**Your instructions:**
Rewrite the lines of the records below, starting at the line that contains "TARGET: graduation cap" and ending after the line that contains "(1159, 320)", and keep every request line unchanged. In each answer, multiply both point coordinates by 1.95 and round to the nearest whole number, rounding halves up.

-- Begin Given entries --

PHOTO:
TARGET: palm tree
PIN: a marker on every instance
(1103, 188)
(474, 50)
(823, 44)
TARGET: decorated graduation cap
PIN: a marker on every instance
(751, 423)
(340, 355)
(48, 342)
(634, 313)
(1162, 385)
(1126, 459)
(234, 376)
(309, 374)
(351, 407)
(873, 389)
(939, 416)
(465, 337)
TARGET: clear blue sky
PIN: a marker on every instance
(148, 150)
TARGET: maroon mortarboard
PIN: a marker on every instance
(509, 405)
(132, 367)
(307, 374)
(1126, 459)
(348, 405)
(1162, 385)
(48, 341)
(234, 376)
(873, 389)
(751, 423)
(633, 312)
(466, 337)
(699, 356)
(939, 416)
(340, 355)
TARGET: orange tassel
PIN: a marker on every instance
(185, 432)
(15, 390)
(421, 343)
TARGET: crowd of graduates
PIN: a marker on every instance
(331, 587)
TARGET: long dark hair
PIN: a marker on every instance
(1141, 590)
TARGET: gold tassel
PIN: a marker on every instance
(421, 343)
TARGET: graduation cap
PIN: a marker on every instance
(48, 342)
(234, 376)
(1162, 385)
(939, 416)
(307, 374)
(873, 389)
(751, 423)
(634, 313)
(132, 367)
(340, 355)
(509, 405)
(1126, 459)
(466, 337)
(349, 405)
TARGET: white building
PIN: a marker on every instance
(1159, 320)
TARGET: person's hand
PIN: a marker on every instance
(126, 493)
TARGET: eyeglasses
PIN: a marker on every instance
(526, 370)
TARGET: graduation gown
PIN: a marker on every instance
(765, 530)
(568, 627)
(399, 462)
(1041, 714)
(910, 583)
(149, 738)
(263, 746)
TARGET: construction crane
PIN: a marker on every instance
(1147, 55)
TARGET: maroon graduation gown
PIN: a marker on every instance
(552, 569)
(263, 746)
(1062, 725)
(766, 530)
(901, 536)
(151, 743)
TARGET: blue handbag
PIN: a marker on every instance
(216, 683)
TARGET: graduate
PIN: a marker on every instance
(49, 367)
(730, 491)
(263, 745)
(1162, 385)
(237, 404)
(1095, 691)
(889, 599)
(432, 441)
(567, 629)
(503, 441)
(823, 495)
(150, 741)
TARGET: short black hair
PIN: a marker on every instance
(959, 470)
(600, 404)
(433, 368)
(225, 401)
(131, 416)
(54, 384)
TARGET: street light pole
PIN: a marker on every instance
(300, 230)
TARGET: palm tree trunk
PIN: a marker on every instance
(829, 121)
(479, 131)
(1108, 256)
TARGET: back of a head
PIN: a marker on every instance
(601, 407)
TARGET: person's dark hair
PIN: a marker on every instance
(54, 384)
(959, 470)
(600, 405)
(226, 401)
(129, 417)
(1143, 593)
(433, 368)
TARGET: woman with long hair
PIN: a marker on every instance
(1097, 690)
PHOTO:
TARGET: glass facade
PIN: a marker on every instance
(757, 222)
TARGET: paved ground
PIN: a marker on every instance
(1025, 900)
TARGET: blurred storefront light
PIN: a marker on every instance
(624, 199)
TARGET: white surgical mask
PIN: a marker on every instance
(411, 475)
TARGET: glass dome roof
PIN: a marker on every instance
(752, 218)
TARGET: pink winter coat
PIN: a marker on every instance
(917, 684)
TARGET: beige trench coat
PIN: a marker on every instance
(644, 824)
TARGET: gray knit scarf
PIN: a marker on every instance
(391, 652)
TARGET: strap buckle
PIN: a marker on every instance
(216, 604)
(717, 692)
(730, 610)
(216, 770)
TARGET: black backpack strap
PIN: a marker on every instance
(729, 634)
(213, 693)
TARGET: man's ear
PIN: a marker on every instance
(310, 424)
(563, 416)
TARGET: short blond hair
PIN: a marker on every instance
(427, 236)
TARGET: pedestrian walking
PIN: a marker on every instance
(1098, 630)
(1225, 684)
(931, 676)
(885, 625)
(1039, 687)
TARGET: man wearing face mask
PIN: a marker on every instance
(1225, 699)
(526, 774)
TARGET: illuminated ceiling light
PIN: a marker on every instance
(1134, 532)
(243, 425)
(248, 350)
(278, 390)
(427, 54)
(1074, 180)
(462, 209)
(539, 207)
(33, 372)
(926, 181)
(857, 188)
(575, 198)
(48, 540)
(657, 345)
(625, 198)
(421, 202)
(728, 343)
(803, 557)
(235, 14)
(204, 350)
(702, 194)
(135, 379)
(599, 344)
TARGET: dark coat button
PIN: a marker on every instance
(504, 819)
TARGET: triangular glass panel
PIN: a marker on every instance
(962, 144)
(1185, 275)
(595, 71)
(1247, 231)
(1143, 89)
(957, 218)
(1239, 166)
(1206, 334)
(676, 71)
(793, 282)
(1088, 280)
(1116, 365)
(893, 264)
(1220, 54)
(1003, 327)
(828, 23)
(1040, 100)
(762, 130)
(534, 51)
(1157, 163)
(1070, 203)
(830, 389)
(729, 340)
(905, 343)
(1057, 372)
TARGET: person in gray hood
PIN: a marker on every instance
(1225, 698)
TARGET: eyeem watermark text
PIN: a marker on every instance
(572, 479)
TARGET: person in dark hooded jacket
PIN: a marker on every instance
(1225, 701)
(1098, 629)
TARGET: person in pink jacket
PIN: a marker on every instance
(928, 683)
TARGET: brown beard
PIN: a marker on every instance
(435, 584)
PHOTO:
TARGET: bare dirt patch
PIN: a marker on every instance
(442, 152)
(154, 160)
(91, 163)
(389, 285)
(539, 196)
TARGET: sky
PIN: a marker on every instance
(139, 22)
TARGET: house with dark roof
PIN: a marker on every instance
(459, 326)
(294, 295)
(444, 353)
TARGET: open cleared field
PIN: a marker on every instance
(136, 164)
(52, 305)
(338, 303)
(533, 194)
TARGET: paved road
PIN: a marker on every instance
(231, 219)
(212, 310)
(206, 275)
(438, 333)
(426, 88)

-- End Given entries --

**Answer to this task:**
TARGET: graduation cap
PIN: a marker on every instance
(94, 667)
(456, 733)
(2266, 751)
(1831, 811)
(599, 729)
(1702, 759)
(1464, 825)
(1236, 610)
(257, 716)
(663, 692)
(993, 790)
(2196, 895)
(909, 657)
(681, 790)
TARGET: white building
PIN: a marker on every instance
(2260, 624)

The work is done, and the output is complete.